◆ **Quoted text**
§
IGRP is very similar to RIP. The main difference between the two protocols is their choice of metrics. Instead of using hop count, an IGRP router advertises six separate pieces of information with each destination: (a) the static delay that packets will incur, (b) the amount of bandwidth provided by the path to the destination, (c) the current traffic load on the path, (d) the path’s error rate, (e) the path’s MTU, and (f) the number of router hops to the destination. If it sees a routing advertisement from one of its neighbors, an IGRP router combines the first four of these factors into a single composite metric that is inversely proportional to available bandwidth and proportional to both delay and error rate (for the exact equation, see [96]). If an IGRP router sees the same destination being advertised by multiple neighboring routers, it chooses the path going through the router that advertises the smallest composite metric. IGRP’s composite metric allows better path discrimination than RIP’s hop count. For example, RIP cannot discriminate between a 9,600-baud line and a T1 line, whereas IGRP’s composite metric can.

IGRP’s hop-count metric is used to terminate the counting-to-infinity behavior experienced by IGRP and most Distance Vector protocols. When the number of hops to a destination exceeds a configured value (set to 100 by default and not to exceed 255), the destination is considered unreachable.

IGRP is more aggressive than most routing protocols in trying to spread out traffic for a single destination over multiple links (also called load sharing). Not only can traffic be spread across equal-cost paths (as is done in the OSPF and IS-IS protocols) but also, with care, an IGRP router can be configured to load share over paths of relatively similar costs.

  • Type: IGRP is a Distance Vector IGP.

  • Encapsulation: IGRP runs directly over the Internet Protocol, as IP protocol 88.

  • Path characteristics: An IGRP router selects the path with the smallest composite metric. For example, if two paths are otherwise equivalent, the path with the smaller static delay is chosen. Or, if two paths differ only in their available bandwidth, the one having the higher available bandwidth is chosen.

  • Neighbor discovery and maintenance: IGRP has no neighbor discovery or maintenance procedures aside from the exchange of routing updates.

  • Routing data distribution: An IGRP router broadcasts its routing table to its neighbors every 90 seconds. For each destination, the IGRP router advertises six properties of the path that the router is currently using to that destination: the path’s static delay, provisioned bandwidth, current load, error rate, MTU, and hop count.

  • Response to changes: When its routing table changes, an IGRP router sends triggered updates rather than waiting for the next 90-second epoch. However, unlike RIP, each triggered update in IGRP advertises the full routing table.

  • Routing table calculation: When an update for a destination is received from a neighbor, the path’s properties are modified to take into account the delay, bandwidth, and error characteristics of the link to the neighbor. When an IGRP router receives updates for the same destination from two or more neighbors, the (modified) path having the smallest composite metric is installed into the routing table and is then broadcast in the router’s own IGRP updates.
§
◆ **Material supplied**
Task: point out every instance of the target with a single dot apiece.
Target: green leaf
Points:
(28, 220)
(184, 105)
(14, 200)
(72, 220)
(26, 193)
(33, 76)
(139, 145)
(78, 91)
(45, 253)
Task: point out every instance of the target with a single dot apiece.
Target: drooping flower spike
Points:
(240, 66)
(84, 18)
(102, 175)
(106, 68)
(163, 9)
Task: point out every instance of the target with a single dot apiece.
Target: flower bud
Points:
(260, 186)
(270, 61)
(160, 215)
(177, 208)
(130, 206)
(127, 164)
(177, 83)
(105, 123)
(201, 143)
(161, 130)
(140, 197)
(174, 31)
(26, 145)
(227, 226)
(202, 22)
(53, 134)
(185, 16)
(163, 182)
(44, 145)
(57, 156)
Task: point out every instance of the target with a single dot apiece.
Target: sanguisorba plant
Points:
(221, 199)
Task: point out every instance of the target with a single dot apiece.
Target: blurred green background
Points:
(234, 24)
§
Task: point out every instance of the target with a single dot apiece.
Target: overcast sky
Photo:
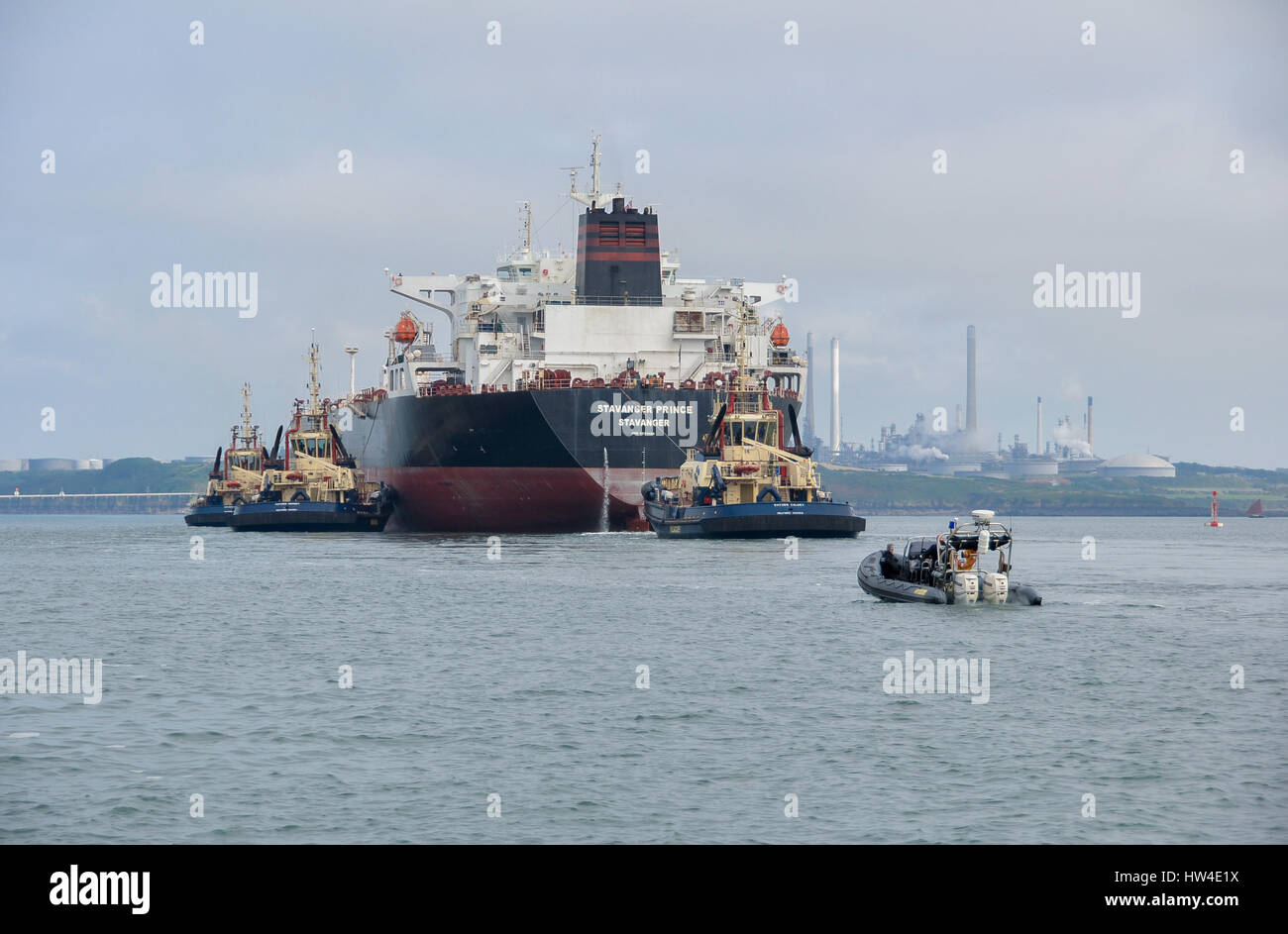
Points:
§
◆ **Do this**
Reproduce the part of the IGRP text that begins with the words "IGRP’s hop-count metric" and ends after "is considered unreachable.", keeping every word unchanged.

◆ **Full solution**
IGRP’s hop-count metric is used to terminate the counting-to-infinity behavior experienced by IGRP and most Distance Vector protocols. When the number of hops to a destination exceeds a configured value (set to 100 by default and not to exceed 255), the destination is considered unreachable.